### EXERCISE GOAL
The stretch from the line with "small house, written" through the line with "the outbuilding, written" in the records below: write it out exactly, and nothing else.

Saved entries
☆ ☆ ☆
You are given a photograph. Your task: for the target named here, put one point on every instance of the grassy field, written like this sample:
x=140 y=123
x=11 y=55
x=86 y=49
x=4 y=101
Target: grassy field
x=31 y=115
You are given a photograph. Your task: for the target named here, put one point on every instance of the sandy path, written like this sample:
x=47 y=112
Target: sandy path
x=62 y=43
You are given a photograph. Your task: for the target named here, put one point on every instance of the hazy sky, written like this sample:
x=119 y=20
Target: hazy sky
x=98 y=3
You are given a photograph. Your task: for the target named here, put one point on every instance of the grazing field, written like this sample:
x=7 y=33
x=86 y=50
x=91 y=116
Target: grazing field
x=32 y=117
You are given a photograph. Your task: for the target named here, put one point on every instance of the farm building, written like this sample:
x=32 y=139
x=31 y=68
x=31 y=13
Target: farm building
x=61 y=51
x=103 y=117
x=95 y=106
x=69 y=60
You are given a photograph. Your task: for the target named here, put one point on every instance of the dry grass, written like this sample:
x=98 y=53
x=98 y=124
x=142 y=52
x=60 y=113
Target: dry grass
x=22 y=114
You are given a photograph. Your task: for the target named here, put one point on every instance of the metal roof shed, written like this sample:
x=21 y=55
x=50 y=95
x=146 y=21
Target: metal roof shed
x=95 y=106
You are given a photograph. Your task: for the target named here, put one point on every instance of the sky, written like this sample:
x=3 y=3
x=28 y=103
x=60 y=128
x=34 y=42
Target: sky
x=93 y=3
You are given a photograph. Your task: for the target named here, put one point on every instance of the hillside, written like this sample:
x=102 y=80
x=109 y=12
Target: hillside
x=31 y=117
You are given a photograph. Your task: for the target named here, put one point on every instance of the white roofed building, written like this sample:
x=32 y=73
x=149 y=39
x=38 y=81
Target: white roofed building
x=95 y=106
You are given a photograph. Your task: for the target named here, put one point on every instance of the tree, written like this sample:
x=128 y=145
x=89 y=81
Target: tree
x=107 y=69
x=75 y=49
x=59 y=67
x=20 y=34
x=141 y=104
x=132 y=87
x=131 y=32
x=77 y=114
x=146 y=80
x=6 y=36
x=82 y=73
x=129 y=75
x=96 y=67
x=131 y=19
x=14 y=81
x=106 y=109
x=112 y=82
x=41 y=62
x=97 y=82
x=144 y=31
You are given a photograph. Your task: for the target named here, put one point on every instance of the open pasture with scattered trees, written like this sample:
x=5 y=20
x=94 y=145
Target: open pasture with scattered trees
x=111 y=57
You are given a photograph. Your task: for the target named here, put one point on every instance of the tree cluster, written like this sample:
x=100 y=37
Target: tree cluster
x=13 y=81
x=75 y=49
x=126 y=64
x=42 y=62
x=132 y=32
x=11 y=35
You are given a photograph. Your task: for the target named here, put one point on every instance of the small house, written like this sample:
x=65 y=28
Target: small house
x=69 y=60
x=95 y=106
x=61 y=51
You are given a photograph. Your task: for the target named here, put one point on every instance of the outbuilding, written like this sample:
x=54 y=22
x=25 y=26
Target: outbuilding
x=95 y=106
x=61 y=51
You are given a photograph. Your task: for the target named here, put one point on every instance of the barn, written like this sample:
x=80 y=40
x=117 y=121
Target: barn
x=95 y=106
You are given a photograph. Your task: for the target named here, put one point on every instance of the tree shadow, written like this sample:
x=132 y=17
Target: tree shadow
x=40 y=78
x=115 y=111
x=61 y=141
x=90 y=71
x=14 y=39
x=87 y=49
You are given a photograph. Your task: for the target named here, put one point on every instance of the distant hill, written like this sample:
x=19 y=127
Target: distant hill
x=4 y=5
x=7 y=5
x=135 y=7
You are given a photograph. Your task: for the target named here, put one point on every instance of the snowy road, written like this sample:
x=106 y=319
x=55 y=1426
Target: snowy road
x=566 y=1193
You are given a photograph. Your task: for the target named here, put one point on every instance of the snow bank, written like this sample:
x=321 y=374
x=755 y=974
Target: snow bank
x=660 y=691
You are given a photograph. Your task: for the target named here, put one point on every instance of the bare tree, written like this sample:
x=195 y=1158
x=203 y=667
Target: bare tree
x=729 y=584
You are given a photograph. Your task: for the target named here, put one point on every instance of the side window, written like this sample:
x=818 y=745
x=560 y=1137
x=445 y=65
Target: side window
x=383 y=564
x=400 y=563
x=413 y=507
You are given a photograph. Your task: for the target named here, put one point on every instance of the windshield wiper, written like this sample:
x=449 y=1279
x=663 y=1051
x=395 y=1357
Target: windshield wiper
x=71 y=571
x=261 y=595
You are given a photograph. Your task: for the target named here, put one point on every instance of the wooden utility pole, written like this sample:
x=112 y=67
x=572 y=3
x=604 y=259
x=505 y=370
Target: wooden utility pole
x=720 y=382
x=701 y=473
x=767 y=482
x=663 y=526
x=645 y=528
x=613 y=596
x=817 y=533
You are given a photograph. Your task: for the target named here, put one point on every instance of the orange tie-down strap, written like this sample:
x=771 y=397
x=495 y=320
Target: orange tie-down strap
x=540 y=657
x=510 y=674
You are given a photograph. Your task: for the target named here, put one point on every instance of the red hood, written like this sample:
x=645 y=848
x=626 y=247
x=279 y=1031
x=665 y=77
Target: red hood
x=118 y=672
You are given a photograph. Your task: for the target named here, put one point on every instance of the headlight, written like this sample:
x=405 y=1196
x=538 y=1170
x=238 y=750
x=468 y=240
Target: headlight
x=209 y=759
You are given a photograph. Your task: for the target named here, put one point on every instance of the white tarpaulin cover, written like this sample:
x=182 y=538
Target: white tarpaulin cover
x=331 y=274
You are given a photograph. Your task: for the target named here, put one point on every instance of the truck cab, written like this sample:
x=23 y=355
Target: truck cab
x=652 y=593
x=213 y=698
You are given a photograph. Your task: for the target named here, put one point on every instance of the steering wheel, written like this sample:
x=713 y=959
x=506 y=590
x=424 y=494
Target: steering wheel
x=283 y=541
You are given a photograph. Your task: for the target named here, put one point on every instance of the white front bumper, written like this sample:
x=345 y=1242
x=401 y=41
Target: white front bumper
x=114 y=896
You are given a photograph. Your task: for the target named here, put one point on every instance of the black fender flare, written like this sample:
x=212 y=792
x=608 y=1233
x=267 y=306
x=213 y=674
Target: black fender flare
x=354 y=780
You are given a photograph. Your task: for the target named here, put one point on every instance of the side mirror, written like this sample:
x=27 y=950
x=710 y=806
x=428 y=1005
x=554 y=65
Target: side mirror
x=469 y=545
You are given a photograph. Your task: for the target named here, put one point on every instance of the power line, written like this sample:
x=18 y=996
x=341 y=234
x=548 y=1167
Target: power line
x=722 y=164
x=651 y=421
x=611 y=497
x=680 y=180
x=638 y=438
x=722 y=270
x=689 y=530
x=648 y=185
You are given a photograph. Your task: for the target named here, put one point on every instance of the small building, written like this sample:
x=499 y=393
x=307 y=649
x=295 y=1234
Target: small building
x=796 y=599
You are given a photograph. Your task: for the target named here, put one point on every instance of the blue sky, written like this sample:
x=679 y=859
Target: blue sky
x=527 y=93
☆ ☆ ☆
### TASK RESPONSE
You are given a photograph. Your task: for the target named here, put one point on every instance of the small house, written like this sample:
x=65 y=28
Target: small house
x=69 y=60
x=95 y=106
x=61 y=51
You are given a photograph. Your task: for the target named here, put one point on every instance of the outbuilding, written like this sample:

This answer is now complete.